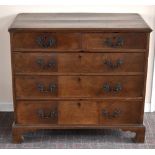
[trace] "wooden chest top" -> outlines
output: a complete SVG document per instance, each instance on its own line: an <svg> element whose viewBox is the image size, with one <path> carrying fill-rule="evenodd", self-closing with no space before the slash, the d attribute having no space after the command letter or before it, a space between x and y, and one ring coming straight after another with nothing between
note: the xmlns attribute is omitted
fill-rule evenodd
<svg viewBox="0 0 155 155"><path fill-rule="evenodd" d="M150 27L138 14L129 13L22 13L9 31L14 30L105 30L146 31Z"/></svg>

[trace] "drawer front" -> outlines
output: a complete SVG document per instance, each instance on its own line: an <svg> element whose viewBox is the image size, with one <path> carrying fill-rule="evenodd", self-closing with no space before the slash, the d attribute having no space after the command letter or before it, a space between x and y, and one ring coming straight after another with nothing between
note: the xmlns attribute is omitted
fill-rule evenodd
<svg viewBox="0 0 155 155"><path fill-rule="evenodd" d="M79 33L14 33L12 38L13 50L28 49L51 49L56 50L77 50L80 49Z"/></svg>
<svg viewBox="0 0 155 155"><path fill-rule="evenodd" d="M84 40L84 47L90 50L147 48L145 33L87 33Z"/></svg>
<svg viewBox="0 0 155 155"><path fill-rule="evenodd" d="M14 53L16 73L143 72L144 53Z"/></svg>
<svg viewBox="0 0 155 155"><path fill-rule="evenodd" d="M16 115L19 124L57 124L58 103L56 101L19 101Z"/></svg>
<svg viewBox="0 0 155 155"><path fill-rule="evenodd" d="M116 101L100 102L100 124L137 124L142 123L142 101Z"/></svg>
<svg viewBox="0 0 155 155"><path fill-rule="evenodd" d="M63 101L59 104L59 124L98 124L98 105L90 101Z"/></svg>
<svg viewBox="0 0 155 155"><path fill-rule="evenodd" d="M142 97L143 76L17 76L17 98Z"/></svg>

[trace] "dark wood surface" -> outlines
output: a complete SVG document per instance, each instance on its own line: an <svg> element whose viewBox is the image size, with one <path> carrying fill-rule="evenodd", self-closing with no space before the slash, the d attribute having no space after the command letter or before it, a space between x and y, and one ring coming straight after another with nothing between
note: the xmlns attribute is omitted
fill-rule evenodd
<svg viewBox="0 0 155 155"><path fill-rule="evenodd" d="M138 14L19 14L13 141L37 129L121 128L144 142L149 33Z"/></svg>
<svg viewBox="0 0 155 155"><path fill-rule="evenodd" d="M140 15L128 13L23 13L9 28L19 29L151 30Z"/></svg>

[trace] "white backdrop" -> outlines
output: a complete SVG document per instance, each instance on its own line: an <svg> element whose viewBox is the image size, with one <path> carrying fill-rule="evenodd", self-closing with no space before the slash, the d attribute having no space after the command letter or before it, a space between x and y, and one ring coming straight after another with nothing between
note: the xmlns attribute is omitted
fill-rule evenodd
<svg viewBox="0 0 155 155"><path fill-rule="evenodd" d="M0 111L12 110L12 84L11 84L11 63L10 44L8 27L18 13L22 12L99 12L99 13L139 13L148 25L155 30L155 6L136 5L100 5L95 3L83 5L68 5L65 1L50 6L2 6L0 5ZM155 32L151 33L150 54L148 63L148 78L145 100L145 111L150 111L152 71L155 49Z"/></svg>

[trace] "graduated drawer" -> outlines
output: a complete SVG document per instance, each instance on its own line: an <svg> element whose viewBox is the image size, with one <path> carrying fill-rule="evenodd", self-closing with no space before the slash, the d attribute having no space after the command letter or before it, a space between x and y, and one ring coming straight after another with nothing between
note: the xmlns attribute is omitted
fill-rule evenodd
<svg viewBox="0 0 155 155"><path fill-rule="evenodd" d="M79 33L16 32L12 37L12 50L78 50Z"/></svg>
<svg viewBox="0 0 155 155"><path fill-rule="evenodd" d="M118 125L141 123L141 101L18 101L19 124ZM137 112L139 111L139 112Z"/></svg>
<svg viewBox="0 0 155 155"><path fill-rule="evenodd" d="M86 33L84 48L90 50L104 49L146 49L145 33Z"/></svg>
<svg viewBox="0 0 155 155"><path fill-rule="evenodd" d="M144 53L14 53L15 73L143 72Z"/></svg>
<svg viewBox="0 0 155 155"><path fill-rule="evenodd" d="M17 123L97 124L98 105L88 101L19 101Z"/></svg>
<svg viewBox="0 0 155 155"><path fill-rule="evenodd" d="M99 122L103 125L142 123L143 102L105 100L99 102Z"/></svg>
<svg viewBox="0 0 155 155"><path fill-rule="evenodd" d="M143 76L16 76L22 98L142 97Z"/></svg>

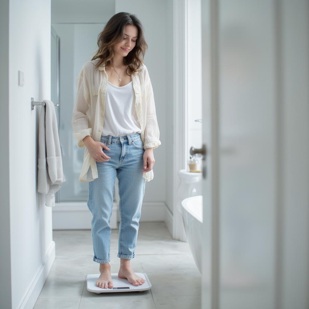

++++

## [Exercise instructions]
Locate each line in the items above that contains the word "outlines" with the same capitalization, and copy those lines out.

## [Correct answer]
[trace] "wooden chest top" -> outlines
[trace] "drawer front" -> outlines
[trace] "dark wood surface" -> outlines
[trace] "white backdrop" -> outlines
[trace] "graduated drawer" -> outlines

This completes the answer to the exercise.